- _Exercise directions_
How many lines of the records below contain the string "building", matching case exactly? Reply with the number only.

## Start

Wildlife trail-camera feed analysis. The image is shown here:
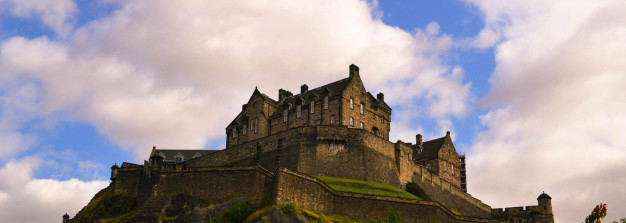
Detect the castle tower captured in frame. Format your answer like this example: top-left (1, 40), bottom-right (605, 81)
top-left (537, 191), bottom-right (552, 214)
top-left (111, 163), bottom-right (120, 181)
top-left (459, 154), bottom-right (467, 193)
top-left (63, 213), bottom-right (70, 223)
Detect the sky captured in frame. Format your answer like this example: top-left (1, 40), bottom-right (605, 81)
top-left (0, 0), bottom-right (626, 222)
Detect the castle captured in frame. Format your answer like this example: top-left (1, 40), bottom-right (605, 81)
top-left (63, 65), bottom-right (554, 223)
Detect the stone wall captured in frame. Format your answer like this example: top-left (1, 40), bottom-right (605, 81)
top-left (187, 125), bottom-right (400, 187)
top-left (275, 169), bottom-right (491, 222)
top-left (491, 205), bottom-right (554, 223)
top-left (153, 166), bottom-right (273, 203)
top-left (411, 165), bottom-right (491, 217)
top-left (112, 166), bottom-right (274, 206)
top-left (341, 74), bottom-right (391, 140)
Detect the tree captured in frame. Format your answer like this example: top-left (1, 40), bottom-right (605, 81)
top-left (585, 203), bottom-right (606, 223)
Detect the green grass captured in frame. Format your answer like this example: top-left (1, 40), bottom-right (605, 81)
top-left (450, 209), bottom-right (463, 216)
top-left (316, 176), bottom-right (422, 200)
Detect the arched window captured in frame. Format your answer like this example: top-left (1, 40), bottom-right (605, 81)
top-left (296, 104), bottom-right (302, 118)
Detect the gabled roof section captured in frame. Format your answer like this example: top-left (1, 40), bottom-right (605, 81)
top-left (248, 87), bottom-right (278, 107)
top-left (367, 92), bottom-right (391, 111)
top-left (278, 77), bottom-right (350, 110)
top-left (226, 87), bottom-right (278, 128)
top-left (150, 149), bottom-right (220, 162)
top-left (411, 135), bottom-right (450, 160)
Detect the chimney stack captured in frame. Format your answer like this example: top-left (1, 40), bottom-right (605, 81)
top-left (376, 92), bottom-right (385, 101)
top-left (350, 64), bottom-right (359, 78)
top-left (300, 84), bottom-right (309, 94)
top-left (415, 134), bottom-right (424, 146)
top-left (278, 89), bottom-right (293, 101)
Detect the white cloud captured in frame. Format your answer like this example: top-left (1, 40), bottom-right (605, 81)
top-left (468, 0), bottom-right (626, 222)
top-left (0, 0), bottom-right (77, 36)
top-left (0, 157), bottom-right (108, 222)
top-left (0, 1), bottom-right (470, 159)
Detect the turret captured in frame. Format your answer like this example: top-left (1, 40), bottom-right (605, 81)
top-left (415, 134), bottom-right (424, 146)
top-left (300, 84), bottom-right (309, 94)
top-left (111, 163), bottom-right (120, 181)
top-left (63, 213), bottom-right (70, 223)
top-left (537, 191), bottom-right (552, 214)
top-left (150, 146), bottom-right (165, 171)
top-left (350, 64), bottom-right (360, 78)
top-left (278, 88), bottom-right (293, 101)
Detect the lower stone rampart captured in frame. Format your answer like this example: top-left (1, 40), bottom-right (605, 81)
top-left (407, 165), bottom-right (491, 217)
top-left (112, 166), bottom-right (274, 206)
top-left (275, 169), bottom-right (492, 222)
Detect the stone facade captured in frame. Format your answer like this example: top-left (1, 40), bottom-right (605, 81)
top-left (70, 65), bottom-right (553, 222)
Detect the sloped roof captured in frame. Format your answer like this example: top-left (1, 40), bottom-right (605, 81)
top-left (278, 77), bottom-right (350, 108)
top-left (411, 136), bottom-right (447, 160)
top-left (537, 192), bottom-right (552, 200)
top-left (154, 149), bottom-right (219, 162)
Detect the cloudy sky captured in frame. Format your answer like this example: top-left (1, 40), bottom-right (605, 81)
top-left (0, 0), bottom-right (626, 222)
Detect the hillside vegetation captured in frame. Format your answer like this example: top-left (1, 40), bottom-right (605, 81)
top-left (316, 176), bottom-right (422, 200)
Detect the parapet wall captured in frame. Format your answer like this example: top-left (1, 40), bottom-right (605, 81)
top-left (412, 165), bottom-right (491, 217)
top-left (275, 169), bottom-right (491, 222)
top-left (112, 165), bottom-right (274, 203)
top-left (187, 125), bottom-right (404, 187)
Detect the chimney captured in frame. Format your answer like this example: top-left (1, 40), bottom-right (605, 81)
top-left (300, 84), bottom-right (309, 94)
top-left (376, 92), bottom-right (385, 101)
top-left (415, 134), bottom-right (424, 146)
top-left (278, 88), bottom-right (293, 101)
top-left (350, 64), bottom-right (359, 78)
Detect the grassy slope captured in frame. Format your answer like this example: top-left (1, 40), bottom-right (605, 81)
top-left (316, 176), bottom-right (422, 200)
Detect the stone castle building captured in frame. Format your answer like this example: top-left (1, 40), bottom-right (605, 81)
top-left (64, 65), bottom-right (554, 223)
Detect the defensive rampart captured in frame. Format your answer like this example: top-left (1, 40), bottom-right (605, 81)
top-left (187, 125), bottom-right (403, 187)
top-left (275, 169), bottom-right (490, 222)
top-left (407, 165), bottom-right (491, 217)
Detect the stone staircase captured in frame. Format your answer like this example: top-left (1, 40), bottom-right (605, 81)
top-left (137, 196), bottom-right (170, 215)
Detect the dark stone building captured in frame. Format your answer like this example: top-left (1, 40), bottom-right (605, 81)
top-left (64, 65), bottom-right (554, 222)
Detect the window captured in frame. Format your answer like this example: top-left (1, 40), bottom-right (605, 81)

## End

- _Complete response_
2